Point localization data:
--------------------------------------------------
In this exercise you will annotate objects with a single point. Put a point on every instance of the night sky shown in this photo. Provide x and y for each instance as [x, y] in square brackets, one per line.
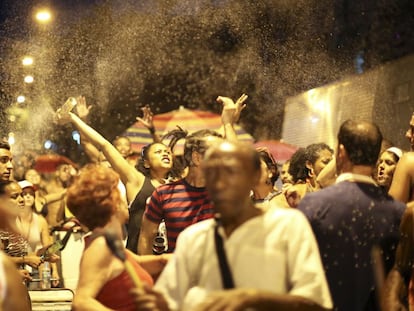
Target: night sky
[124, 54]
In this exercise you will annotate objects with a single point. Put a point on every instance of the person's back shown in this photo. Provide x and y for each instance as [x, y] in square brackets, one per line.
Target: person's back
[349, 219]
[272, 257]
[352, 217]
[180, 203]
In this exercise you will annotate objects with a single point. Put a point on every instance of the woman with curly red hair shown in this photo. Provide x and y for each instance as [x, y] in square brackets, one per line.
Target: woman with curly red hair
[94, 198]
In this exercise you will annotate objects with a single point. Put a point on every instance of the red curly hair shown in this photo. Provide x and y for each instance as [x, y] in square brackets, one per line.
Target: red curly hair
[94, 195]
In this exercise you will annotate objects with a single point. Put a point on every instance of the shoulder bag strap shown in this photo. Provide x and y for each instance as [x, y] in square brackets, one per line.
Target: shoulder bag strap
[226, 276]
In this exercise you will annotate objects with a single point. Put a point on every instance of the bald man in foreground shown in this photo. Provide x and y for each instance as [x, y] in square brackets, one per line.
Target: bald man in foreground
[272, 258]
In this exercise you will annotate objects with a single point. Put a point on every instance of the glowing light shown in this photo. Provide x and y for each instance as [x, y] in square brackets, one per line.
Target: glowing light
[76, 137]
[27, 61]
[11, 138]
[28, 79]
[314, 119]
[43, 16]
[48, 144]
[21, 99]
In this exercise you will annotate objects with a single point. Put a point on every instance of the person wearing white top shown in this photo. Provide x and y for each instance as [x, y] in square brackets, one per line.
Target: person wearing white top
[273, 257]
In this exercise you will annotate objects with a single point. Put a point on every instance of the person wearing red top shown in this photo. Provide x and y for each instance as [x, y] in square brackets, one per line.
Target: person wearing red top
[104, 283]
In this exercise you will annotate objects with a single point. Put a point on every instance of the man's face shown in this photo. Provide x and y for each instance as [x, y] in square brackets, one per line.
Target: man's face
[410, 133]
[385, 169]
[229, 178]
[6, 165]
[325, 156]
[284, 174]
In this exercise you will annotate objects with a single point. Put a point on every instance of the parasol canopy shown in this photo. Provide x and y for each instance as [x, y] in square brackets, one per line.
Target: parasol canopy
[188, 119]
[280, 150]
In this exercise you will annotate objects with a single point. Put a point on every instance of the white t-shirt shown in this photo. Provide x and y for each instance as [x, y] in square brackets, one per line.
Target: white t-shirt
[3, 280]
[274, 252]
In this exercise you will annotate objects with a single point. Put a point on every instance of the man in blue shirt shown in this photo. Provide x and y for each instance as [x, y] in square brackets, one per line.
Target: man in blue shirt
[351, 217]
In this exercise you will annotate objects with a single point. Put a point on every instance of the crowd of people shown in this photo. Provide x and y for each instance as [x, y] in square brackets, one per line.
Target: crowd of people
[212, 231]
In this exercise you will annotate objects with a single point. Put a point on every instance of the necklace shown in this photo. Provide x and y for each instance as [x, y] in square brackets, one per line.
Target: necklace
--------------------------------------------------
Transcribe the records above exactly, beginning at the line that contains "Target: person wearing white top" and ending with the line that contains "of the man's", both included, and nothing else.

§ Answer for this exercise
Target: person wearing white top
[273, 257]
In this exercise you will annotate objects with a single point. Put a point on every instance of the person wearing red top shown in this photo. Provide x and y for each instance as [x, y] in square brackets, one per line.
Target: person wearing red top
[104, 283]
In this exercise you will annotate objects with a single point. Put a point on every instance of the man's face shown in this photo. Provide x and y for each instance as [x, y] in square brackets, one per line.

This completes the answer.